▸ TESTO ESTRATTO

┄┄┄┄┄┄┄┄┄┄┄┄┄┄┄┄┄┄┄┄

Con riferimento alla nuova configurazione del motivo di ricorso per cassazione di cui all’art. 360 c.p.c., comma 1, n. 5 le Sezioni unite di questa Corte hanno chiarito che “la riformulazione dell’art. 360 c.p.c., comma 1, n. 5, disposta dal D.L. 22 giugno 2012, n. 83, art. 54 conv. in L. 7 agosto 2012, n. 134, deve essere interpretata, alla luce dei canoni ermeneutici dettati dall’art. 12 preleggi, come riduzione al “minimo costituzionale” del sindacato di legittimità sulla motivazione. Pertanto, è denunciabile in cassazione solo l’anomalia motivazionale che si tramuta in violazione di legge costituzionalmente rilevante, in quanto attinente all’esistenza della motivazione in sè, purchè il vizio risulti dal testo della sentenza impugnata, a prescindere dal confronto con le risultanze processuali. Tale anomalia si esaurisce nella “mancanza assoluta di motivi sotto l’aspetto materiale e grafico”, nella “motivazione apparente”, nel “contrasto irriducibile tra affermazioni inconciliabili” e nella “motivazione perplessa ed obiettivamente incomprensibile”, esclusa qualunque rilevanza del semplice difetto di “sufficienza” della motivazione”. (Cass. ss.uu. n.8053 del 2014).

┄┄┄┄┄┄┄┄┄┄┄┄┄┄┄┄┄┄┄┄

▸ RIGHE ELENCATE
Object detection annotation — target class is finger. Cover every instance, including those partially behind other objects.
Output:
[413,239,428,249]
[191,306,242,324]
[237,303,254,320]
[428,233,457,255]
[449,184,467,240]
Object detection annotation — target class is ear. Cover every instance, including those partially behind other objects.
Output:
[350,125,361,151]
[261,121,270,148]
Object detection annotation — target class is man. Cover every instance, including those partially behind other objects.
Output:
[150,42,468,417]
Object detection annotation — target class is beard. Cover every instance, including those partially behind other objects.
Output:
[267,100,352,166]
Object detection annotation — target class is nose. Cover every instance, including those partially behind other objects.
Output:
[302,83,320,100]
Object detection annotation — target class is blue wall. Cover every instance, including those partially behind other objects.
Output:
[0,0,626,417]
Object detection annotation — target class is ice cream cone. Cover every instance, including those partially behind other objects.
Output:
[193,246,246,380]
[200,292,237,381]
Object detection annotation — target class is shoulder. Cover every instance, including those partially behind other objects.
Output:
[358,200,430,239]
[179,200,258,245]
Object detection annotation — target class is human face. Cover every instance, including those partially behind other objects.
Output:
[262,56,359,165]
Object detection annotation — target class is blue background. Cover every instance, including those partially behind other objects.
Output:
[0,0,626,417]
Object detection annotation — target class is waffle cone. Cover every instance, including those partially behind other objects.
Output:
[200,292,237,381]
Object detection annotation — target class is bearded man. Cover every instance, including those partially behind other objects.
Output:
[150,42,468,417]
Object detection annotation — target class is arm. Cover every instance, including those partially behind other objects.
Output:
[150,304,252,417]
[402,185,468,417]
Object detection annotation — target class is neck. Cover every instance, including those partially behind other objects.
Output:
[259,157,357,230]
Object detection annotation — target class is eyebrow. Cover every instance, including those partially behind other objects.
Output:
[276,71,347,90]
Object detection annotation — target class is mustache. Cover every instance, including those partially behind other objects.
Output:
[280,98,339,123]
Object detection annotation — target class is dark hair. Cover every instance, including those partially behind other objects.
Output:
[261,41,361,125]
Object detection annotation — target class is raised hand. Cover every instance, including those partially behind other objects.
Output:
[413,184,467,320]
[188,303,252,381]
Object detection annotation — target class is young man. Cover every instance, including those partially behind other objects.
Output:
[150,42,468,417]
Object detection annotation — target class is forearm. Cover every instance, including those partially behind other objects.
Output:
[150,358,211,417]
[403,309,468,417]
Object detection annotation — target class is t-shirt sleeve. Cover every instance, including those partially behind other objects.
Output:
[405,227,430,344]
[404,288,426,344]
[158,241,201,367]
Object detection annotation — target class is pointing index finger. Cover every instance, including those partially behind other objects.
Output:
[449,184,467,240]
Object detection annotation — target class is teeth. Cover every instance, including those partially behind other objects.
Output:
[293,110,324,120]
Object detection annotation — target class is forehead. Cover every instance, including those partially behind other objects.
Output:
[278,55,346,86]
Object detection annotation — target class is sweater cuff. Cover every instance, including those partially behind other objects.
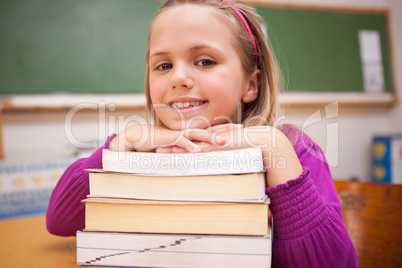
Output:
[85,134,116,169]
[267,168,328,239]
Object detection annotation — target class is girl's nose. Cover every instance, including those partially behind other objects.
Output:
[170,64,194,89]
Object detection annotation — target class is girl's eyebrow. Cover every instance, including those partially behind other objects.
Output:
[149,44,220,58]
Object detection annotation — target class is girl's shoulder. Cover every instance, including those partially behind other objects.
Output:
[280,124,321,153]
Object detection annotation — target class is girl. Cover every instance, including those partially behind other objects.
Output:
[47,0,357,268]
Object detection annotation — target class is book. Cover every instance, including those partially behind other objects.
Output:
[87,169,266,202]
[77,231,272,268]
[83,197,269,235]
[102,148,265,176]
[372,134,402,184]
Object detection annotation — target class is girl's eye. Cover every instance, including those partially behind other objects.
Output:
[197,60,215,67]
[156,63,172,71]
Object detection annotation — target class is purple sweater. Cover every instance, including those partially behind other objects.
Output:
[46,131,358,268]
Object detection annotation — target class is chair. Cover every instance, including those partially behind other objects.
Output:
[334,181,402,268]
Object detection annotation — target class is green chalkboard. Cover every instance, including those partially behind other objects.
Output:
[257,6,392,92]
[0,0,161,94]
[0,0,392,94]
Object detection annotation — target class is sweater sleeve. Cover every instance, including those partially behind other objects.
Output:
[267,129,358,268]
[46,135,116,236]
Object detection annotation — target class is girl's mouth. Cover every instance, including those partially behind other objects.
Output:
[170,101,205,109]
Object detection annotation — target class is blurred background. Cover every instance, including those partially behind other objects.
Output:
[0,0,402,217]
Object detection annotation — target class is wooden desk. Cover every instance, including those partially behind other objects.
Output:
[0,215,80,268]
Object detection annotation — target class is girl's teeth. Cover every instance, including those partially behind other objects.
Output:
[172,101,202,109]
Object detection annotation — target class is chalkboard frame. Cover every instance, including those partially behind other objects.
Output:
[0,0,397,110]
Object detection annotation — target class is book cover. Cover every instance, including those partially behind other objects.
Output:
[83,198,269,235]
[102,148,265,176]
[87,169,266,202]
[77,231,272,268]
[372,134,402,184]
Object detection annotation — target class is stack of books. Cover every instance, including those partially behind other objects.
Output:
[77,148,272,268]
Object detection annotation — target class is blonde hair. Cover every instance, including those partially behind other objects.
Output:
[145,0,279,126]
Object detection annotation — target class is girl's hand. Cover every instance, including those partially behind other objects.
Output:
[163,126,303,186]
[109,124,225,152]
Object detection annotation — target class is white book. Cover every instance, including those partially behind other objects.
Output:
[102,148,265,176]
[77,231,272,268]
[87,169,266,202]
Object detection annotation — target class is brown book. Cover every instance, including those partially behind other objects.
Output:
[87,169,266,201]
[102,147,265,176]
[83,197,269,235]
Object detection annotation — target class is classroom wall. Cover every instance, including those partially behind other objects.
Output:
[3,0,402,181]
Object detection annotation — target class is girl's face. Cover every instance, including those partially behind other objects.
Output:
[149,5,258,130]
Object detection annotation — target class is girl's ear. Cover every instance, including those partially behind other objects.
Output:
[241,69,261,103]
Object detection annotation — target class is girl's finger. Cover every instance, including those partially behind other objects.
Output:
[155,147,172,154]
[184,129,226,145]
[207,123,243,132]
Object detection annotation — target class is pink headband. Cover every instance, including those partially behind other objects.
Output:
[222,0,258,66]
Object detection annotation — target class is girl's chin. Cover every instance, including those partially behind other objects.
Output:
[164,120,211,131]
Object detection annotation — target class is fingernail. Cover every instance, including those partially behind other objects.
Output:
[191,143,201,152]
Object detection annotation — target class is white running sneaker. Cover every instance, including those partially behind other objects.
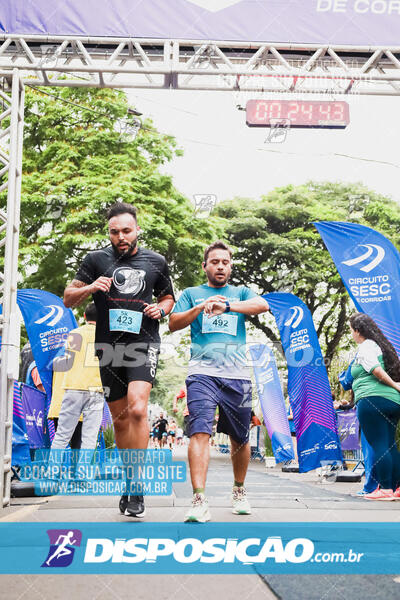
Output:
[185,493,211,523]
[231,485,251,515]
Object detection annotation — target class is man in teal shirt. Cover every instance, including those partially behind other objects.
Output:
[169,241,269,523]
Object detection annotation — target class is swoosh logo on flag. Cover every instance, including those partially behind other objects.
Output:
[35,304,64,327]
[285,306,304,329]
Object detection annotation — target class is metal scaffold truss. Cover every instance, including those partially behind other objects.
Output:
[0,35,400,95]
[0,69,24,507]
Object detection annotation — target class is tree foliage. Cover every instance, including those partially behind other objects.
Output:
[0,88,218,295]
[217,182,400,360]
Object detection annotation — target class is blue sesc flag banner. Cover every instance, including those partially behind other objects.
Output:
[314,221,400,355]
[263,293,343,473]
[250,344,294,463]
[17,289,77,409]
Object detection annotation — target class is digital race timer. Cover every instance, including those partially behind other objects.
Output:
[246,100,350,129]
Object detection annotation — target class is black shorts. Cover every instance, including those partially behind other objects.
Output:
[96,342,160,402]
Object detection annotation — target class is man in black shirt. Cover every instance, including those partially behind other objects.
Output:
[64,202,174,517]
[155,413,168,448]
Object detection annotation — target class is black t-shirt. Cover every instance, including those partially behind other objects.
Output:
[75,246,174,344]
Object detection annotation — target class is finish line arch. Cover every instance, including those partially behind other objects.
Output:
[0,0,400,506]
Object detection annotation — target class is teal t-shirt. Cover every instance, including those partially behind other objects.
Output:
[172,284,257,379]
[351,340,400,404]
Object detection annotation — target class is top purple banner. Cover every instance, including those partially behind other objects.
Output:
[0,0,400,46]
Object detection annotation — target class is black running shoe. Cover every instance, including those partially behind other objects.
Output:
[119,496,146,518]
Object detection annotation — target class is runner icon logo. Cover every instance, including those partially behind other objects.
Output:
[35,304,64,327]
[342,244,385,273]
[41,529,82,568]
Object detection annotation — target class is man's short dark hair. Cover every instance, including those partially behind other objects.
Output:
[107,202,137,221]
[85,302,97,322]
[204,240,232,263]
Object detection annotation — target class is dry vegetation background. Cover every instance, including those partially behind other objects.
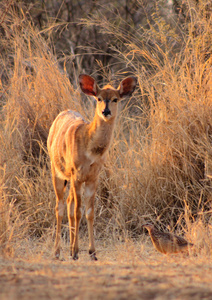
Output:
[0,0,212,299]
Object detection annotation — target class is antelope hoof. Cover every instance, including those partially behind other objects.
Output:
[55,250,60,259]
[89,251,98,261]
[73,253,79,260]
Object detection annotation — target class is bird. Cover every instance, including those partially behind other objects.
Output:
[142,223,194,254]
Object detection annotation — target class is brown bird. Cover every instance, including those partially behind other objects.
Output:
[142,223,193,254]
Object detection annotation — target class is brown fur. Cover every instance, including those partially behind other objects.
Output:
[47,75,136,260]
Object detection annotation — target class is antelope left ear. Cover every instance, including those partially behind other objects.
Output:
[118,76,137,98]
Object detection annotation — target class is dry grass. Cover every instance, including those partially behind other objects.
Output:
[0,240,212,300]
[0,1,212,288]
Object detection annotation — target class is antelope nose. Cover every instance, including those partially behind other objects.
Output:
[102,108,111,117]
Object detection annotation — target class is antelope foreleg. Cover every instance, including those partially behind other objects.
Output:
[85,183,97,260]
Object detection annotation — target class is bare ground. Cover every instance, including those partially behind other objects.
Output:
[0,241,212,300]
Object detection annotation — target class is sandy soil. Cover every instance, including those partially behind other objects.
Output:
[0,242,212,300]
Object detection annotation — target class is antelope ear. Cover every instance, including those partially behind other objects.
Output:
[79,74,99,96]
[118,76,137,98]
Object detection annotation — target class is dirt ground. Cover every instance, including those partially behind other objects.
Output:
[0,241,212,300]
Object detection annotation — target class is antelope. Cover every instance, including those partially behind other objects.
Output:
[47,74,137,260]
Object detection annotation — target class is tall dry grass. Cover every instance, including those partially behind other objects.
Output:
[0,0,212,251]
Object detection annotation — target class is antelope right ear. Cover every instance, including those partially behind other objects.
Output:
[79,74,99,96]
[118,76,137,98]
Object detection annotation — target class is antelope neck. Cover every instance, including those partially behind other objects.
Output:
[88,114,115,152]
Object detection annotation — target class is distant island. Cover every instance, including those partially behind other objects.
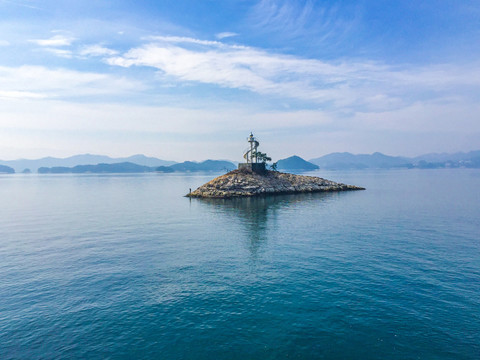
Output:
[0,150,480,174]
[38,160,235,174]
[0,165,15,174]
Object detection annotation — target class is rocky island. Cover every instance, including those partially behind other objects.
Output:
[186,134,365,198]
[186,169,365,198]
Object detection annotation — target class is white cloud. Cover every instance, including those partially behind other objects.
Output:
[215,31,238,40]
[107,37,480,111]
[0,66,145,98]
[29,35,75,47]
[42,48,73,59]
[80,44,118,56]
[0,90,46,99]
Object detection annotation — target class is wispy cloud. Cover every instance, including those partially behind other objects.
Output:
[215,31,238,40]
[0,66,145,99]
[79,44,118,56]
[42,47,73,59]
[249,0,357,43]
[29,35,75,47]
[106,37,480,111]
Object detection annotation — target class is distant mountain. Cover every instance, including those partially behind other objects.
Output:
[38,162,154,174]
[412,150,480,163]
[0,165,15,174]
[277,155,318,170]
[310,152,411,170]
[38,160,236,174]
[0,154,176,172]
[169,160,237,171]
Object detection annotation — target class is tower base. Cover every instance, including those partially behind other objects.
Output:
[238,163,267,174]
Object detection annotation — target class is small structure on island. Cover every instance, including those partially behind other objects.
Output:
[238,133,266,174]
[185,133,365,198]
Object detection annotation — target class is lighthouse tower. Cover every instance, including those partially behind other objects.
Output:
[238,133,266,174]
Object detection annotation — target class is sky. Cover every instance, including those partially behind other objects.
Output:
[0,0,480,161]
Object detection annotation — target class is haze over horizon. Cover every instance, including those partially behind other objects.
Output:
[0,0,480,161]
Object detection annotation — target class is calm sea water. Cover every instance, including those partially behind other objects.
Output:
[0,169,480,359]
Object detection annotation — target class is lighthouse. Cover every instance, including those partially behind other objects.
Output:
[238,133,266,174]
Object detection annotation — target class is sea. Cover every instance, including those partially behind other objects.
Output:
[0,169,480,360]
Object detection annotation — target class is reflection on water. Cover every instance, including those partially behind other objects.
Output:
[192,192,345,261]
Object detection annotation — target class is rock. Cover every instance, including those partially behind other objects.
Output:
[186,169,365,198]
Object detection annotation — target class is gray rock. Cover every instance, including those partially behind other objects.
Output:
[186,170,365,198]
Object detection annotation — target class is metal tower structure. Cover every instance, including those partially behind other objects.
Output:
[243,133,260,164]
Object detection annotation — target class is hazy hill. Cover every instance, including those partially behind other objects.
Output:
[0,154,176,172]
[169,160,237,171]
[38,162,154,174]
[0,165,15,174]
[277,155,318,170]
[412,150,480,163]
[310,152,411,170]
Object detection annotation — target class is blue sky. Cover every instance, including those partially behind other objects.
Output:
[0,0,480,161]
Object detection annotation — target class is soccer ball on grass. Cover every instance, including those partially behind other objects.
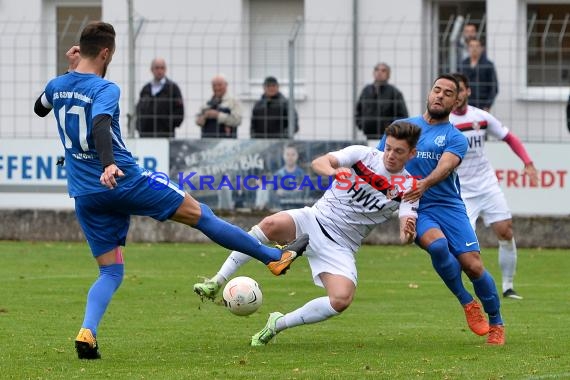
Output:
[222,276,263,316]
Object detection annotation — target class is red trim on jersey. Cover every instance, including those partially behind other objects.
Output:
[453,106,469,115]
[352,161,404,202]
[503,132,532,165]
[455,120,487,132]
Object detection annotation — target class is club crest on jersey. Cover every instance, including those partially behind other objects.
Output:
[433,135,445,146]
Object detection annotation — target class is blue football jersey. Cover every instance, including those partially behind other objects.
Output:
[378,115,468,210]
[45,72,143,197]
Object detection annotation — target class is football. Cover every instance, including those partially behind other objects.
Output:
[222,276,263,316]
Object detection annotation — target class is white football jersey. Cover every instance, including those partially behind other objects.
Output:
[313,145,419,252]
[449,106,509,198]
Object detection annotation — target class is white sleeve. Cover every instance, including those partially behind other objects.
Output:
[483,111,509,140]
[398,172,420,219]
[330,145,370,167]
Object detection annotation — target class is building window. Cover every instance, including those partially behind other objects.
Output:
[527,4,570,87]
[56,6,101,74]
[249,0,304,81]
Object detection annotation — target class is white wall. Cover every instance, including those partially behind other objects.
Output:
[487,0,570,142]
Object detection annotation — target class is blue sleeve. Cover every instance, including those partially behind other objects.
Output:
[376,135,386,152]
[91,82,121,119]
[444,130,468,160]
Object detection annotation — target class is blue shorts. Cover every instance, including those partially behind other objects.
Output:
[75,175,184,257]
[416,205,480,256]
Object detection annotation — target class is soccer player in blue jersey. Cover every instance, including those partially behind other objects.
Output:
[378,74,505,345]
[34,22,308,359]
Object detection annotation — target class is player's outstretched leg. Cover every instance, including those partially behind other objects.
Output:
[194,279,217,301]
[487,325,505,346]
[463,300,489,336]
[499,238,523,300]
[471,270,505,345]
[267,234,309,276]
[75,328,101,359]
[189,203,309,276]
[251,311,283,346]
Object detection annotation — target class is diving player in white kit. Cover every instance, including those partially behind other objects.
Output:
[449,73,538,300]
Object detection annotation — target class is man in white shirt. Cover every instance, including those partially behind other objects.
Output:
[449,73,538,300]
[194,121,421,346]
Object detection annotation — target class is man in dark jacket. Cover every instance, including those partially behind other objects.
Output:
[459,38,492,111]
[251,77,299,139]
[356,62,408,140]
[137,58,184,137]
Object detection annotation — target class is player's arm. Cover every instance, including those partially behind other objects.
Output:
[402,152,461,202]
[400,216,416,244]
[91,114,125,189]
[503,132,538,186]
[34,92,53,117]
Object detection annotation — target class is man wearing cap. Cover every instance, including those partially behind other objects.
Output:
[251,76,299,139]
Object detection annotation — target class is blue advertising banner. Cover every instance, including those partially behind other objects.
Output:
[168,139,360,211]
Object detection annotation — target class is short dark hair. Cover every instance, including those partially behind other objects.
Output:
[79,21,116,58]
[432,74,459,93]
[451,73,469,88]
[384,120,422,149]
[263,77,279,86]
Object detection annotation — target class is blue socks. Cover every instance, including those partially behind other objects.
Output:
[82,264,125,336]
[471,270,503,325]
[426,238,473,305]
[195,203,281,265]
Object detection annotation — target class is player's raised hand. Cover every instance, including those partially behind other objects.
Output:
[65,45,81,71]
[402,179,428,203]
[400,217,416,244]
[99,164,125,189]
[524,162,538,186]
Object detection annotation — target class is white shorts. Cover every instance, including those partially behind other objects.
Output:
[463,186,512,229]
[285,207,358,287]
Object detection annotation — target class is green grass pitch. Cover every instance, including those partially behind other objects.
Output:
[0,242,570,380]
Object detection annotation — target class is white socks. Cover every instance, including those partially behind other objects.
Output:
[212,225,269,285]
[276,297,340,331]
[499,238,517,292]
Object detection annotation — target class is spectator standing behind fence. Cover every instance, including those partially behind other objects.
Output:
[459,38,499,111]
[251,77,299,139]
[457,23,477,69]
[356,62,408,139]
[196,74,241,139]
[137,58,184,137]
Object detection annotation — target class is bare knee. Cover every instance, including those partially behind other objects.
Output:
[258,212,297,244]
[329,293,353,313]
[492,219,513,240]
[170,194,202,227]
[458,253,485,279]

┄┄┄┄┄┄┄┄┄┄┄┄┄┄┄┄┄┄┄┄

▸ CONSEGNA
Continua il testo estratto sul vizio di motivazione nel ricorso per cassazione, a partire dalla sua ultima frase.

▸ RISPOSTA
In particolare è stato precisato che il controllo previsto dall’art. 360 c.p.c., n. 5 concerne l’omesso esame di un fatto storico, principale o secondario, la cui esistenza risulti dal testo della sentenza (rilevanza del dato testuale) o dagli atti processuali (rilevanza anche del dato extratestuale), che abbia costituito oggetto di discussione e abbia carattere decisivo (vale a dire che se esaminato avrebbe determinato un esito diverso della controversia). In conseguenza la parte ricorrente sarà tenuta ad indicare, nel rigoroso rispetto delle previsioni di cui all’art. 366 c.p.c., comma 1, n. 6), e art. 369 c.p.c., comma 2, n. 4), – il fatto storico, il cui esame sia stato omesso, il dato, testuale (emergente dalla sentenza) o extratestuale (emergente dagli atti processuali), da cui ne risulti l’esistenza, il come e il quando (nel quadro processuale) tale fatto sia stato oggetto di discussione tra le parti, la decisività del fatto stesso.

Parte ricorrente non ha sviluppato le censure alla decisione impugnata con modalità conformi all’insegnamento di questa Corte. Le doglianze svolte, laddove sembrano prospettare l’errore di diritto della sentenza impugnata, non risultano corredate dalla puntuale indicazione delle norme violate e delle affermazioni in diritto della sentenza impugnata, in contrasto con le norme regolatrici della fattispecie.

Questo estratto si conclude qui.